Num mundo que parece cada vez mais agitado, barulhento, em stress desgastante, com muito barulho dentro e fora de nós, parece necessário cultivar mais o silêncio, a paz interior, encontrarmo-nos a nós mesmos e encontrar Deus fonte da paz e da serenidade.
Este apelo chegou a mim, de um modo muito veemente com o livro “Deserto na cidade”. O autor propõe-nos fazer deserto dentro de nós para nos encontrarmos com Deus, o Deus que fala no silêncio. O deserto não é um lugar, mas um estado interior que quer comunhão e intimidade com Deus, com a fonte da paz e da felicidade, da alegria e da graça. Fazer deserto dentro quando à nossa volta há barulho na vida, no trabalho, na cidade, no metro, etc. Aprender a arte do silêncio interior, de um recolhimento que nos dá paz e serenidade, que nos abre ao diálogo, que nos deixa escutar Deus, ouvir os murmúrios do Espírito, a voz do deserto, a paz que nos segreda e nos faz entrar nos mistérios do amor de Deus uno e trino. E neste silêncio até a oração se vai transformando, cada vez com menos palavras, menos pensamentos, mais escuta e comunhão. Deserto na cidade, na vida quotidiana, em casa, na rua, nas compras, no trabalho. No meio do reboliço e da multidão, recolher-se dentro do coração onde Deus está, como num sacrário. E aí entrar em comunhão permanente, mesmo sem palavras.

++++++

▸ Pedido de trabalho:
Retome o texto sobre o silêncio interior e prossiga-o a partir da última frase apresentada.

Dados de localização de pontos:
++++++

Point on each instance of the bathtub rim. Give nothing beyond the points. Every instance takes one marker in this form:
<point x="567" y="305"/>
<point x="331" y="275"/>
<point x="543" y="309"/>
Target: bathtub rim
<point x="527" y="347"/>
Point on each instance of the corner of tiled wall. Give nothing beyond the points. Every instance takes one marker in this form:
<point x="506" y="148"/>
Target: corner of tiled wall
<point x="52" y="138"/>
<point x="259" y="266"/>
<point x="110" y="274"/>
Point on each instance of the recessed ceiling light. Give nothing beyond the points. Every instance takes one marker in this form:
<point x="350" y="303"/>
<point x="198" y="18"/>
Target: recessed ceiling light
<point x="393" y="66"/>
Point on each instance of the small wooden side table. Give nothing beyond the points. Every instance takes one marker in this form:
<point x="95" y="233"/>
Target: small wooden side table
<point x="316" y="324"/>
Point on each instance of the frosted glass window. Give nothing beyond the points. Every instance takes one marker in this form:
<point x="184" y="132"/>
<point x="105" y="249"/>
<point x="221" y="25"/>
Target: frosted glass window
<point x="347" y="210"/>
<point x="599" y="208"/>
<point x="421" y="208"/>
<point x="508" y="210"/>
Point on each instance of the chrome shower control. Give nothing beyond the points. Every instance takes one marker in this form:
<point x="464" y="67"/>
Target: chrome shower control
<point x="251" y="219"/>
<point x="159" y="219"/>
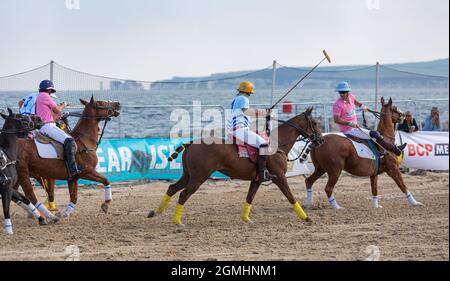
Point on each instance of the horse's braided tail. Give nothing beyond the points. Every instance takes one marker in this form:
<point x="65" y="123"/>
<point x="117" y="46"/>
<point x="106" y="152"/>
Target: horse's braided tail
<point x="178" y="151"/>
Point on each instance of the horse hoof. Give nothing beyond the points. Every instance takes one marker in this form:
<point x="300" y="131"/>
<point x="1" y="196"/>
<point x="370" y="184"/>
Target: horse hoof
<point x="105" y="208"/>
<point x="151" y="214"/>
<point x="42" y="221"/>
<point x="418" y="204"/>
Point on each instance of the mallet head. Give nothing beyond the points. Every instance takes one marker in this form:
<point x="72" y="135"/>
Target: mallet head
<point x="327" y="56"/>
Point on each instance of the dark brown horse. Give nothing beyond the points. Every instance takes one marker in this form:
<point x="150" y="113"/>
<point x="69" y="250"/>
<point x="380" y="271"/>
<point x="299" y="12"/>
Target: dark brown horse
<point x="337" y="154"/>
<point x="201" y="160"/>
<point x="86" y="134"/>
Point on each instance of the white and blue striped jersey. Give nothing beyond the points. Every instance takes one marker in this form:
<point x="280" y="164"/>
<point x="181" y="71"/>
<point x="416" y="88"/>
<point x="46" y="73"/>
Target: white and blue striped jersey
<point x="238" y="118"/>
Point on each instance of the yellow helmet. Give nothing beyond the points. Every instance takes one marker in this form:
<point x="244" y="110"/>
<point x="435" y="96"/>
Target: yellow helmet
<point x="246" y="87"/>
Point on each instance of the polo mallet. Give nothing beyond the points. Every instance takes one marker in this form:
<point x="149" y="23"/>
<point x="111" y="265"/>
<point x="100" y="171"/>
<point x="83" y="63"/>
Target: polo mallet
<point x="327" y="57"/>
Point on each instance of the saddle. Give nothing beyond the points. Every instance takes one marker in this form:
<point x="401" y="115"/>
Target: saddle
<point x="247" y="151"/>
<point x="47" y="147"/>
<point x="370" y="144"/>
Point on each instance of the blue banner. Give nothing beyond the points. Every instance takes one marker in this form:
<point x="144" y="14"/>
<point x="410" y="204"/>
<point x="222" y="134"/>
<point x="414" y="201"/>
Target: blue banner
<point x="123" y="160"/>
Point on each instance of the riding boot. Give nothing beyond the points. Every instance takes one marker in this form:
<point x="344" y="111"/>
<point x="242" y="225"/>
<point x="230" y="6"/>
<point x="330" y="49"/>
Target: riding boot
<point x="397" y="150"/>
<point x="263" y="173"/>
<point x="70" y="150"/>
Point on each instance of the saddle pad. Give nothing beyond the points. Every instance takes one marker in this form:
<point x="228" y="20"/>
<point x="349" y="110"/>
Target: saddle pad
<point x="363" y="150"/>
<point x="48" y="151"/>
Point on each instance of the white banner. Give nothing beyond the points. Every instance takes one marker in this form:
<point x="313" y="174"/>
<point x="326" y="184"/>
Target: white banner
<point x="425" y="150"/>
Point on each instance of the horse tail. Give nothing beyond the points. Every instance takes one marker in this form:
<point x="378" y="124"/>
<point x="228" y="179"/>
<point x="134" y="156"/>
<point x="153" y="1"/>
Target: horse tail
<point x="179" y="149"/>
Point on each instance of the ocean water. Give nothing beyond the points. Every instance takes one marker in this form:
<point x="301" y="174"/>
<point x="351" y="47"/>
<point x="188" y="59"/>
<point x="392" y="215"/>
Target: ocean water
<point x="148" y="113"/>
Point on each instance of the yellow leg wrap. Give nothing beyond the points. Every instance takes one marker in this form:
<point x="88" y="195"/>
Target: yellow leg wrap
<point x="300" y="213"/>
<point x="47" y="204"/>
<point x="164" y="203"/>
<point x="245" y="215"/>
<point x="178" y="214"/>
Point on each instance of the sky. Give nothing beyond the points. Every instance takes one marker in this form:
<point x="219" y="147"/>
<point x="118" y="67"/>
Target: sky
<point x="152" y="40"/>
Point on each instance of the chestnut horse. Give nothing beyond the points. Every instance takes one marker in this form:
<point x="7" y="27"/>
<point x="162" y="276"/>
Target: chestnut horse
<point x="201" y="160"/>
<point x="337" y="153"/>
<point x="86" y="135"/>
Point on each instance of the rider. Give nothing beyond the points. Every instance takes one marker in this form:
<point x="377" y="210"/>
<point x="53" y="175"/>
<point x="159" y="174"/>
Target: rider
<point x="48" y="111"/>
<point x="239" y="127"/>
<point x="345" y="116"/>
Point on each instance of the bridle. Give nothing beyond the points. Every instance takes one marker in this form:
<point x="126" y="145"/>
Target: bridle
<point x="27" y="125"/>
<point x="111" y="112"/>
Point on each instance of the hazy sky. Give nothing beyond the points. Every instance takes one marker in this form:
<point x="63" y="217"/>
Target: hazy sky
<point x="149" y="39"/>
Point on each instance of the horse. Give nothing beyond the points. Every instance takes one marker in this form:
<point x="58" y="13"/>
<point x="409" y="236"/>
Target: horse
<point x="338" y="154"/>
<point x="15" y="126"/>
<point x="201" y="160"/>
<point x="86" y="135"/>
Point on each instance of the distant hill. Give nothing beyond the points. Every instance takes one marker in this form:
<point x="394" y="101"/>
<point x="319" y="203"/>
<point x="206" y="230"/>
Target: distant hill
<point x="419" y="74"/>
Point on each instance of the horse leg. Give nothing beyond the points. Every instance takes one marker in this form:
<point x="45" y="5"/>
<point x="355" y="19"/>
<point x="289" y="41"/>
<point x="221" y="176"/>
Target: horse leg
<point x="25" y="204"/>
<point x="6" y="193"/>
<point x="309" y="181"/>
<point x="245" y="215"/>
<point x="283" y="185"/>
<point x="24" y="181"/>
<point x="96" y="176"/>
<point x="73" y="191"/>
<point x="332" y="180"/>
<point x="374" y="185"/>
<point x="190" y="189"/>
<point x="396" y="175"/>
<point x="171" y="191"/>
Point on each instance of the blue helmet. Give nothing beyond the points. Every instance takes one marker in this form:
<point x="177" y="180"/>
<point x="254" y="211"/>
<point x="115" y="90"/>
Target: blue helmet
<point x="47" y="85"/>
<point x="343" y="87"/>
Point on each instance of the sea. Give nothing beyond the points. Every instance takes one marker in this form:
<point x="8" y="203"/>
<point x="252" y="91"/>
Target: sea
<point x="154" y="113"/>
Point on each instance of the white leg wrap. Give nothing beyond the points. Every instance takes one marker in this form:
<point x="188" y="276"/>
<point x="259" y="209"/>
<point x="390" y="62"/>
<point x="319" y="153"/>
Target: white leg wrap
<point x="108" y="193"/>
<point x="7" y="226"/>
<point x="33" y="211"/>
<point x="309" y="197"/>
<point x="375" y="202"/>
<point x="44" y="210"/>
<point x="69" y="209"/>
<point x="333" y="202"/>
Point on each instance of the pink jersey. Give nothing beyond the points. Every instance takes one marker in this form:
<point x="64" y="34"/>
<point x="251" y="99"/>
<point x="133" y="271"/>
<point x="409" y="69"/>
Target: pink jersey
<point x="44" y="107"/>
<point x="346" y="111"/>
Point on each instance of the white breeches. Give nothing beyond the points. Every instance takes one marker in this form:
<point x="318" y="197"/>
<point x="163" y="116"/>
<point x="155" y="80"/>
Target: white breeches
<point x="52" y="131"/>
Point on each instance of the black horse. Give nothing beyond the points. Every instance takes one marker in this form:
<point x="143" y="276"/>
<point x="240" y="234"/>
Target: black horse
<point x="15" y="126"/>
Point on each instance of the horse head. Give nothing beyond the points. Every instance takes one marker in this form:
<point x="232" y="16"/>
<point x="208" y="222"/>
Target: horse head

++++++

▸ Resultado da tarefa:
Tive a graça de encontrar agora outro livro, que me foi oferecido por uma pessoa amiga, da autoria do Cardeal Robert Sarah, que tem por título “A força do silêncio”. Páginas maravilhosas que nos convidam, neste mundo agitado e atribulado, a fazer uma cela no coração e estar com Deus. E esse silêncio não é egoísmo, é necessidade imperiosa para se conseguir equilíbrio, serenidade, fecundidade apostólica, força interior capaz de vencer dificuldades, tentações, nervosismos, stress.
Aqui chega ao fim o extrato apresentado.